Data provided:
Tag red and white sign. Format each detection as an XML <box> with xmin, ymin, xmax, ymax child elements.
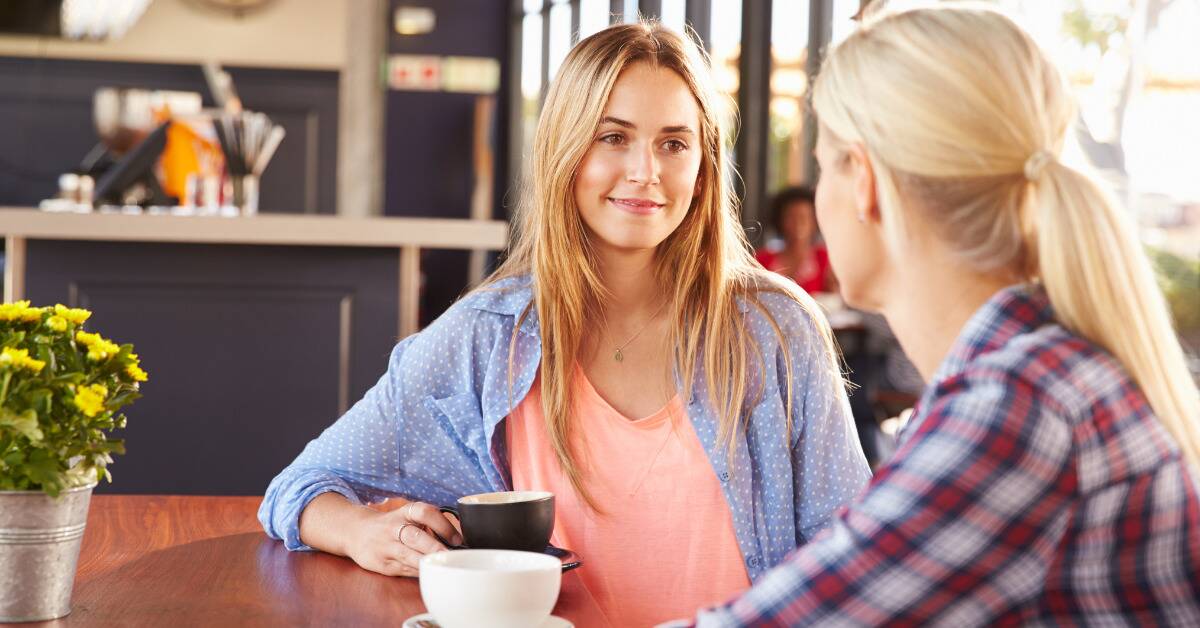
<box><xmin>388</xmin><ymin>54</ymin><xmax>442</xmax><ymax>91</ymax></box>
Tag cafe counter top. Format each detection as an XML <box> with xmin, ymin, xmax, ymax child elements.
<box><xmin>0</xmin><ymin>208</ymin><xmax>508</xmax><ymax>495</ymax></box>
<box><xmin>0</xmin><ymin>208</ymin><xmax>508</xmax><ymax>250</ymax></box>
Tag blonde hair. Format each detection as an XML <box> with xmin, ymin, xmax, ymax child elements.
<box><xmin>485</xmin><ymin>22</ymin><xmax>842</xmax><ymax>508</ymax></box>
<box><xmin>812</xmin><ymin>4</ymin><xmax>1200</xmax><ymax>465</ymax></box>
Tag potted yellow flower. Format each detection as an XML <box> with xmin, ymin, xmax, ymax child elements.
<box><xmin>0</xmin><ymin>301</ymin><xmax>146</xmax><ymax>622</ymax></box>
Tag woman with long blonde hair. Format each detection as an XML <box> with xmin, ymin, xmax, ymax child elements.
<box><xmin>259</xmin><ymin>19</ymin><xmax>869</xmax><ymax>626</ymax></box>
<box><xmin>698</xmin><ymin>4</ymin><xmax>1200</xmax><ymax>627</ymax></box>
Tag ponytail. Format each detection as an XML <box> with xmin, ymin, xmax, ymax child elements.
<box><xmin>1028</xmin><ymin>162</ymin><xmax>1200</xmax><ymax>468</ymax></box>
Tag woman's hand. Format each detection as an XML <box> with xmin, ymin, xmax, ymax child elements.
<box><xmin>346</xmin><ymin>502</ymin><xmax>462</xmax><ymax>576</ymax></box>
<box><xmin>300</xmin><ymin>492</ymin><xmax>462</xmax><ymax>576</ymax></box>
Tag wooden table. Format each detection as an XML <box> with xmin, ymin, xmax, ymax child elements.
<box><xmin>21</xmin><ymin>495</ymin><xmax>606</xmax><ymax>628</ymax></box>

Required work: Can you give the listing from the line containing "Tag potted yellow" through the end, inclusive, as a two-column CSV with columns label_request and box_output? Each request should get one row, with its text and its answer each in a single quoted field and line breaks replaced by spaces.

Answer for this exercise:
label_request,box_output
"Tag potted yellow flower. Format each detection as an XML <box> with xmin, ymin, xmax, ymax child elements.","<box><xmin>0</xmin><ymin>301</ymin><xmax>146</xmax><ymax>622</ymax></box>"
"Tag woman with long blonde hair. Format each detection as an XML <box> with xmin, ymin, xmax, ymax child elements.","<box><xmin>259</xmin><ymin>19</ymin><xmax>869</xmax><ymax>626</ymax></box> <box><xmin>698</xmin><ymin>4</ymin><xmax>1200</xmax><ymax>627</ymax></box>"
"Tag ponytail. Format each detection as an XML <box> with xmin, ymin, xmax, ymax child elements.","<box><xmin>1028</xmin><ymin>162</ymin><xmax>1200</xmax><ymax>468</ymax></box>"
"Tag woman's hand. Format each detection as an XML <box> with xmin, ymin, xmax, ymax child elements.","<box><xmin>346</xmin><ymin>502</ymin><xmax>462</xmax><ymax>576</ymax></box> <box><xmin>300</xmin><ymin>492</ymin><xmax>462</xmax><ymax>576</ymax></box>"
"Tag wooden table. Format each detection as an XML <box> with xmin, ymin, xmax, ymax child elements.","<box><xmin>21</xmin><ymin>495</ymin><xmax>606</xmax><ymax>628</ymax></box>"